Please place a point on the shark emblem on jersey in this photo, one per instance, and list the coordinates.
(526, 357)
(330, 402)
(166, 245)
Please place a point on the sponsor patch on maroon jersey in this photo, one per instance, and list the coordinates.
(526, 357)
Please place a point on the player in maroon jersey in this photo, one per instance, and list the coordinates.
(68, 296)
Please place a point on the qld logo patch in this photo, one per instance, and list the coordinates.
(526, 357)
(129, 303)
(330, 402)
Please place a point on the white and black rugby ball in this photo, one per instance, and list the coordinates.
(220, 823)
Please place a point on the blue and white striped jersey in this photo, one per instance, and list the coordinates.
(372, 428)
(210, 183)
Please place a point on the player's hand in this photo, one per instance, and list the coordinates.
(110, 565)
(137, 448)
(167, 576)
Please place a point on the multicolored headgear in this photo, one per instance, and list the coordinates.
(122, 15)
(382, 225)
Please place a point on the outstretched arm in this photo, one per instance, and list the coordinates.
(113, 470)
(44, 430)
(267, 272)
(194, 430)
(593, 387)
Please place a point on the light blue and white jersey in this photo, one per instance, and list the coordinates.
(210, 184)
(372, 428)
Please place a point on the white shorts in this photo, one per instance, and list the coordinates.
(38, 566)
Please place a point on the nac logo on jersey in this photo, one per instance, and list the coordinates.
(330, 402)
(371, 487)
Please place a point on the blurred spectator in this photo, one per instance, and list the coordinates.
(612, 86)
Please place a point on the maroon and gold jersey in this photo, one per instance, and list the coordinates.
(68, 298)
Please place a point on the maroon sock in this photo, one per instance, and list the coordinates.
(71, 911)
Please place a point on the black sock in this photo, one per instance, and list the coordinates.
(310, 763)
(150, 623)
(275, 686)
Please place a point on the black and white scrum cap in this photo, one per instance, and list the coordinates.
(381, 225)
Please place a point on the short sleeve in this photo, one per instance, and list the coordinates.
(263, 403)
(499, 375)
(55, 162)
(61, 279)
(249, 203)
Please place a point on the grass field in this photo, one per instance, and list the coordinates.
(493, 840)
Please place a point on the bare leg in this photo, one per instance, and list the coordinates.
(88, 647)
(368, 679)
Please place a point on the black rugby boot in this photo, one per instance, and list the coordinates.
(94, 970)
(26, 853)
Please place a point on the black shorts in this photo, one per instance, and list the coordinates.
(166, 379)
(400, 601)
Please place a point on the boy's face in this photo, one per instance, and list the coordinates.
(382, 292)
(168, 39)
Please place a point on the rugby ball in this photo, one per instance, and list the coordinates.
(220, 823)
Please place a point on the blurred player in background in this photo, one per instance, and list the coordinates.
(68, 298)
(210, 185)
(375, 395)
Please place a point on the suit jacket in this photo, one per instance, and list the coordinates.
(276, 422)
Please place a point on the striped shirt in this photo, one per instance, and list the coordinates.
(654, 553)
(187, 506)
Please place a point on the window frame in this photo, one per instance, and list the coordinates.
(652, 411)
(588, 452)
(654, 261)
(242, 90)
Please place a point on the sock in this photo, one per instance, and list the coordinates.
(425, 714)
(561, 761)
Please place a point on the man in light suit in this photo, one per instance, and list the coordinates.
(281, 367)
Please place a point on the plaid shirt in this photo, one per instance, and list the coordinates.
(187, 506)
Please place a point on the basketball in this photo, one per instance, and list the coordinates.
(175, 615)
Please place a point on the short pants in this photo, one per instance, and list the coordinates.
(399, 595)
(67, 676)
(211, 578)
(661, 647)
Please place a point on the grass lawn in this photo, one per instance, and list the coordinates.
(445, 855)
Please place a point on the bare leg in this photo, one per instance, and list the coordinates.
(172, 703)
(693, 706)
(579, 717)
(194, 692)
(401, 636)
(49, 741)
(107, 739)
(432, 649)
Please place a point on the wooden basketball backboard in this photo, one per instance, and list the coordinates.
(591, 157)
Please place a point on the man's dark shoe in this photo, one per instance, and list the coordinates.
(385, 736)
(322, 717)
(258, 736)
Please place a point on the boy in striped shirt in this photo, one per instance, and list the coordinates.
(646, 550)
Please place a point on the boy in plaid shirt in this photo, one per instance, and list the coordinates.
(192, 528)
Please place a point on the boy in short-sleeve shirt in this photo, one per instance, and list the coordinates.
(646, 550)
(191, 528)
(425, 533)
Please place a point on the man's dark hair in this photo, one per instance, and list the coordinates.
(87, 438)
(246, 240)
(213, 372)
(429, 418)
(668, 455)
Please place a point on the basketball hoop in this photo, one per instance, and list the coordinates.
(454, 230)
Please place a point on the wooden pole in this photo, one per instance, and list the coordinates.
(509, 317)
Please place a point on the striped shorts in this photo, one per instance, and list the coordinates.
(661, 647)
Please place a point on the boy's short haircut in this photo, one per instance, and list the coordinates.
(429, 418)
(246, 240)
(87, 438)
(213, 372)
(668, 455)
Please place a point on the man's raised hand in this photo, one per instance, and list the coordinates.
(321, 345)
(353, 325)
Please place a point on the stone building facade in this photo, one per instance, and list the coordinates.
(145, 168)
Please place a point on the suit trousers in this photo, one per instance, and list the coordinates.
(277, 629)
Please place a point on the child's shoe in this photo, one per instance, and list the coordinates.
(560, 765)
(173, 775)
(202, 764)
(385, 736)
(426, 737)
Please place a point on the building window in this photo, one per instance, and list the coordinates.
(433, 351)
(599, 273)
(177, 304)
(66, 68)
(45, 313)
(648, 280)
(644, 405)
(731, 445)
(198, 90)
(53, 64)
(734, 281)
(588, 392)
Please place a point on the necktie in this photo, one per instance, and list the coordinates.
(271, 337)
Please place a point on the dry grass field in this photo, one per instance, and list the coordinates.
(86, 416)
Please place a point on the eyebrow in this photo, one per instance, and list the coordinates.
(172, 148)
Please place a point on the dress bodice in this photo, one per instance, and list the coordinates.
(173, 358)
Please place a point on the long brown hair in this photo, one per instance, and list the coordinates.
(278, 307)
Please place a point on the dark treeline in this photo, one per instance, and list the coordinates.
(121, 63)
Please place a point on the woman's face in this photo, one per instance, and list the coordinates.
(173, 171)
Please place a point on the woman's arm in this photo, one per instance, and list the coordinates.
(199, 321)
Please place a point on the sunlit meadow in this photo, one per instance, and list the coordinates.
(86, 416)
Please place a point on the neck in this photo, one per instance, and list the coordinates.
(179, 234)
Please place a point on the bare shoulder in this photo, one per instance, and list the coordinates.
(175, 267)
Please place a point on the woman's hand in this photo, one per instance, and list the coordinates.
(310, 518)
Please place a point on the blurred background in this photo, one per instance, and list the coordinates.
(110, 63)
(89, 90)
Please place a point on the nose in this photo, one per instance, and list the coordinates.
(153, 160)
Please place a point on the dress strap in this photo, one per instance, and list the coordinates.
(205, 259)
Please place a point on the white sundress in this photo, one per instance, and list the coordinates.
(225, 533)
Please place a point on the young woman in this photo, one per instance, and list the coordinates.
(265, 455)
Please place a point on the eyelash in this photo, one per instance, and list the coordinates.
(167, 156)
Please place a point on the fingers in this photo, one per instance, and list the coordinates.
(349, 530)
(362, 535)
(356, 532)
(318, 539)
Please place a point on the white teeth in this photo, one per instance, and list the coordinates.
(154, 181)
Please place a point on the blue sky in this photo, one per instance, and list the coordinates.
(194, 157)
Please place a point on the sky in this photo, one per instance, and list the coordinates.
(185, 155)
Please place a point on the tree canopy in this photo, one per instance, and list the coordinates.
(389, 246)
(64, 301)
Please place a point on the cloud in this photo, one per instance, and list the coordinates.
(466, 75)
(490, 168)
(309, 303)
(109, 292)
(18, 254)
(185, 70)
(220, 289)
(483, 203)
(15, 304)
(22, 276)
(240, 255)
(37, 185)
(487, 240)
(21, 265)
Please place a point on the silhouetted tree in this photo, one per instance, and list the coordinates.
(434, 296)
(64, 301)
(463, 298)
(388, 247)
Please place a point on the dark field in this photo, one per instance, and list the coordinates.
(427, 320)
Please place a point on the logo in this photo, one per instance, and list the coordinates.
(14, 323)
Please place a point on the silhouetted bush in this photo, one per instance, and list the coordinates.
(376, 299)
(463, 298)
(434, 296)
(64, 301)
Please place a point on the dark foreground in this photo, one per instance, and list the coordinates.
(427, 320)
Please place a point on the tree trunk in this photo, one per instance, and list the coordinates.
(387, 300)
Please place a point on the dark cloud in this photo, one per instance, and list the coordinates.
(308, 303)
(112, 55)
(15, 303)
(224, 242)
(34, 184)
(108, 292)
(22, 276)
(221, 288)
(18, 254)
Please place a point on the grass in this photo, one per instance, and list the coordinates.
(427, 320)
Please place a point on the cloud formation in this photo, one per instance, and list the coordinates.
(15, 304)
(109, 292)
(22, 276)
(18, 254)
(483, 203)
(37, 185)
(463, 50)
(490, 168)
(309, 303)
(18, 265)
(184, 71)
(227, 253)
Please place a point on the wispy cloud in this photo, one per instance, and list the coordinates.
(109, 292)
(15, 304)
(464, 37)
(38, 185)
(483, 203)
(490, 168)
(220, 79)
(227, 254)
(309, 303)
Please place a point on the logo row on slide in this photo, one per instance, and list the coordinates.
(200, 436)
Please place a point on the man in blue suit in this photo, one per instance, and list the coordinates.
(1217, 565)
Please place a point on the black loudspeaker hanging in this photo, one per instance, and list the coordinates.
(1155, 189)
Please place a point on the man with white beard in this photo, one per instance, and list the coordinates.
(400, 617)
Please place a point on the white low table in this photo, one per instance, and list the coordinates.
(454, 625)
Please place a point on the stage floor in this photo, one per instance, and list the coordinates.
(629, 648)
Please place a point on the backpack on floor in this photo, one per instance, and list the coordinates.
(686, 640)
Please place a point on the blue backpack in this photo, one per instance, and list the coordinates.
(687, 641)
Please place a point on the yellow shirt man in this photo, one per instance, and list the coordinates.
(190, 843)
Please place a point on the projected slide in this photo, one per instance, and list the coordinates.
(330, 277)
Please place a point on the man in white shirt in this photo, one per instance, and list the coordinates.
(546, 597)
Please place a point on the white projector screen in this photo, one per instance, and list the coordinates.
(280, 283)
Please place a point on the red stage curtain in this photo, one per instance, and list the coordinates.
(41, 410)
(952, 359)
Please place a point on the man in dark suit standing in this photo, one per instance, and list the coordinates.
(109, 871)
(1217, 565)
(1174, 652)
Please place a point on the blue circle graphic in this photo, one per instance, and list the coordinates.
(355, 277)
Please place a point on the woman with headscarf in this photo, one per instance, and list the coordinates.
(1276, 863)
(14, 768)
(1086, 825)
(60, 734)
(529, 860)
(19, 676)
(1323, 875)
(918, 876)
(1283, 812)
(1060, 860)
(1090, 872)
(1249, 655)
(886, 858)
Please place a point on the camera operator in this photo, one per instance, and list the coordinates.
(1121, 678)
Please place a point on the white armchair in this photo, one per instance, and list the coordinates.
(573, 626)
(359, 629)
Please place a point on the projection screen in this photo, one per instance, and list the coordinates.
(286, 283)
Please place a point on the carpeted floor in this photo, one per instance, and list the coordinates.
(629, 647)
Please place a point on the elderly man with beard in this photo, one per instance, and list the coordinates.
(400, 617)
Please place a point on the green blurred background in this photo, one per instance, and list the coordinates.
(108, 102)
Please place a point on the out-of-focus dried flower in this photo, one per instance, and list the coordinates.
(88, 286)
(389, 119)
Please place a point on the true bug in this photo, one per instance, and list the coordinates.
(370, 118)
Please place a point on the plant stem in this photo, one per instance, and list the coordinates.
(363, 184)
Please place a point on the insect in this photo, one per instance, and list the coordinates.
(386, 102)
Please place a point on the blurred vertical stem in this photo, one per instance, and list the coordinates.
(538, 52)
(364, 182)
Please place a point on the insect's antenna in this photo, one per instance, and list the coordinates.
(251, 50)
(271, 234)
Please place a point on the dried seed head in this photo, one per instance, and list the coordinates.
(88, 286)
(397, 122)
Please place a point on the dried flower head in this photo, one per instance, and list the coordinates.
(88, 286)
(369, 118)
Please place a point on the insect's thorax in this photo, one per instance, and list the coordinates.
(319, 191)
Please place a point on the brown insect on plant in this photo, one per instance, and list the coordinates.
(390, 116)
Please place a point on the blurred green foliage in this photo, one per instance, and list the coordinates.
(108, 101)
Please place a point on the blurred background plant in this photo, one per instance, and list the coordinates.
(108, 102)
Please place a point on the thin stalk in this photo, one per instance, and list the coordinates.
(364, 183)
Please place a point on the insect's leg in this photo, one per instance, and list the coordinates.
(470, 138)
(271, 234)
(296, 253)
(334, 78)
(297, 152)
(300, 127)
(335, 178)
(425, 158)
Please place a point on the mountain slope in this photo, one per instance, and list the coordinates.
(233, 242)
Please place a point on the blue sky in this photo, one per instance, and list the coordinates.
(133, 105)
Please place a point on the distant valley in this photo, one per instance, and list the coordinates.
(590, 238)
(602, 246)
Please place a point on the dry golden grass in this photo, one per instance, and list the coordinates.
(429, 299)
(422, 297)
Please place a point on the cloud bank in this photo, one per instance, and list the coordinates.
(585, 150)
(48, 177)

──────

From the line holding "Please place a point on the mountain" through the last line above, reproduce each line exactly and add nothing.

- **EXERCISE OUTPUT**
Please place a point on the mountain slope in this photo, one per instance, and list the coordinates.
(233, 242)
Please place a point on the blue sky in this photo, one per instance, and list the coordinates.
(133, 105)
Please place a point on the distant valley in this photo, one per instance, and list the coordinates.
(590, 238)
(602, 246)
Please place a point on the dry golden grass in this photo, one per instance, and list the coordinates.
(429, 299)
(422, 297)
Please place a point on the cloud bank in this photo, one per instance, and list the coordinates.
(585, 150)
(48, 177)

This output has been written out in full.